- _Direction_: Repeat all the records exactly, omitting pictures.

Saved entries:

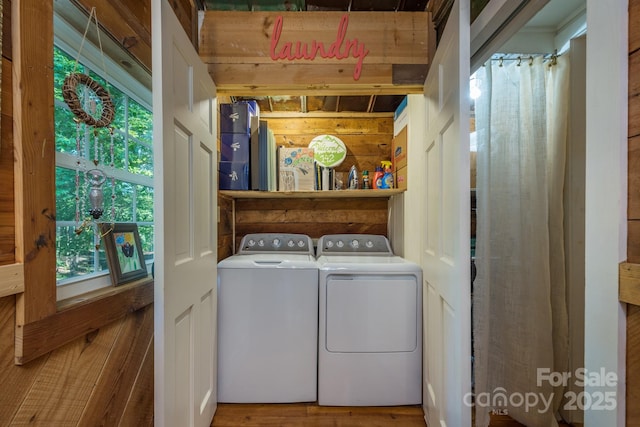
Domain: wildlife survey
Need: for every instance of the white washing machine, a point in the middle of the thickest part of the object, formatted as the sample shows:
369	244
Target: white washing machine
268	321
370	328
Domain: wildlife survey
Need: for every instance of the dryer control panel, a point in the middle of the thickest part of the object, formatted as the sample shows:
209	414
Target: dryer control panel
344	244
276	243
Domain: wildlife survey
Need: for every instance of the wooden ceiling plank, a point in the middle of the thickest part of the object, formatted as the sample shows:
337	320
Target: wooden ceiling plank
124	27
390	37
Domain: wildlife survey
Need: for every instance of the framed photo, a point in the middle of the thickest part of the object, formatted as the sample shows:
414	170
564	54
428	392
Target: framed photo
124	252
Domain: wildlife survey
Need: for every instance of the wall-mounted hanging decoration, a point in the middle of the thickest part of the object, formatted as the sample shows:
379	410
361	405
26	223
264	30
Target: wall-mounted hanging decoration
91	104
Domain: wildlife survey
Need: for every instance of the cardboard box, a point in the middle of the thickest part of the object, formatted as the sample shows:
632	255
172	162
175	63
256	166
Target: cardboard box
296	170
236	117
399	147
233	175
235	147
401	178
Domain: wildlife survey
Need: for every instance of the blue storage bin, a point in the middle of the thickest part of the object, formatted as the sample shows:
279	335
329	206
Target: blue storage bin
233	175
235	147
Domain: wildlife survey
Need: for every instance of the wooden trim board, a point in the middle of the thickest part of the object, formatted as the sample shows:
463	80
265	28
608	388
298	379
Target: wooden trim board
629	283
11	279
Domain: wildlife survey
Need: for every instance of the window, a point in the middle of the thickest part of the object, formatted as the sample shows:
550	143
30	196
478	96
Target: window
79	266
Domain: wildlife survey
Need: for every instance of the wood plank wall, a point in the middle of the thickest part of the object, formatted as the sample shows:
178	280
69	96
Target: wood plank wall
7	206
368	141
633	237
103	378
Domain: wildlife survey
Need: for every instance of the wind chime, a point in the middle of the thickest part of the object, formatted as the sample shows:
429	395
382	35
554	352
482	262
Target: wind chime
82	94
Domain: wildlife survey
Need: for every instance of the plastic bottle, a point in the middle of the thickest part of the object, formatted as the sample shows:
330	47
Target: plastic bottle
377	177
387	178
365	180
353	178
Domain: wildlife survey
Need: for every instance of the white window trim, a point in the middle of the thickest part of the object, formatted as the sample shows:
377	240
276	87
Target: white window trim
67	38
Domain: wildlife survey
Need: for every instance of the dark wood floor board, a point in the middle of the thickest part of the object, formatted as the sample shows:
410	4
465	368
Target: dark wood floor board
312	415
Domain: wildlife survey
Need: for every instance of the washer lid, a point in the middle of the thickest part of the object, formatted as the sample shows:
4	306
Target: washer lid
269	260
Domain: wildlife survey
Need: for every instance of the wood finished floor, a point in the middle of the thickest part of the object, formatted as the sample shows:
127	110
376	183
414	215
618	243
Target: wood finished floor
312	415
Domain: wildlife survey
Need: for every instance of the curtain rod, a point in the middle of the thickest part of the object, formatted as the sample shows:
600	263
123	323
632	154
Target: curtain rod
553	57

- _Finished task_:
Domain: wildlife survey
Need: for every instance of the white washing machine, a point in the middle of the thickest part of the object, formatted as the sample shows:
369	244
Target: white washing machine
268	321
370	328
Domain: wildlife survey
Need: for every instance of the dryer control panel, a point in the middle of the thickest part of the object, formatted as the sample shows:
209	414
Target: dryer control panel
344	244
276	243
Domain: wildlife survey
Need: for every instance of the wooden ceiling plank, a point in the middle of the thickest part of the object, formatted as the sample shows:
337	320
Target: wooden ceiling plank
124	27
390	37
Domain: wildlife survey
Need: for every instance of the framed photo, a point in the middle of the thickest part of the object, formatted as the sample shows:
414	170
564	54
428	392
Target: framed photo
124	252
Domain: wildlife survey
Need: for every instance of the wall-mounted hanging decoration, a point in the middle of the thickest part of the object, formatted as the sample shows:
379	410
361	405
26	223
264	30
Target: wall-mounted hanging decoration
91	104
Domain: wildlife survey
Need: for every instance of the cardboard box, a point in the middle of the thickest part of the object, formatted as the sample shows:
632	255
172	162
175	63
256	166
Target: cardboard box
296	170
236	117
399	147
233	175
235	147
401	178
Domain: wildlife survey
Need: for every instance of the blue storage bin, a point in the middle of the thickest part of the object, formatted as the sample shows:
279	335
329	206
Target: blue storage bin
233	175
235	147
Domain: wildlife survey
Need: for every instance of the wooden trim board, a point in the middle of the thickest part of the object, formatted as the sample shows:
463	80
265	28
608	388
298	379
Target: wooden trim board
629	283
11	279
Domain: wildlife survey
Need: for every instance of the window, a point in the middle of the thickest part of the object, formatted as the sample shows:
550	143
30	196
478	96
Target: window
79	266
Domain: wildlife survey
Need: for every instance of the wood plank wall, a point in the middle of the thickest part of the object, formatted as the sample shows:
178	280
69	96
Target: wood plank wall
7	206
368	141
633	237
103	378
Domain: wildlife survey
Need: for every instance of the wind chime, a point in the middle of the thickest part of the object, formatted as the sample shows:
429	395
382	35
554	352
482	262
Target: wind chime
82	94
Domain: wildlife survey
Need: for every instance of the plastic bottle, a point in the middle of the thickest part of the object, formatted as the sample shows:
330	47
Target: plastic bottle
377	177
387	178
365	180
353	178
Domain: wildlife survey
Need: for every instance of the white window trim, a point in the middle of the thickest part of the object, formatted as the sample shows:
377	240
276	87
Target: white window trim
67	38
Domain: wildlife survey
Need: for every instance of the dark wood floor board, a point in the middle of the thickest part of the object, formatted as the sample shows:
410	4
465	368
Target: dark wood floor board
312	415
Domain: wildlife survey
Need: for every instance of the washer lid, a point in the middle of the thickest part of the object, formatted as the sample shows:
4	306
Target: washer lid
269	260
Domain: wildlife survey
Need: for every instance of the wood finished floor, a point in the middle of the thickest part of the object, formatted as the sample shows:
127	110
376	183
414	215
618	243
Target: wood finished floor
312	415
Domain: wildlife survey
Need: for every instance of the curtain rod, a point in the middle of the thickest part of the object, formatted as the sample shows:
600	263
123	323
632	154
Target: curtain rod
553	57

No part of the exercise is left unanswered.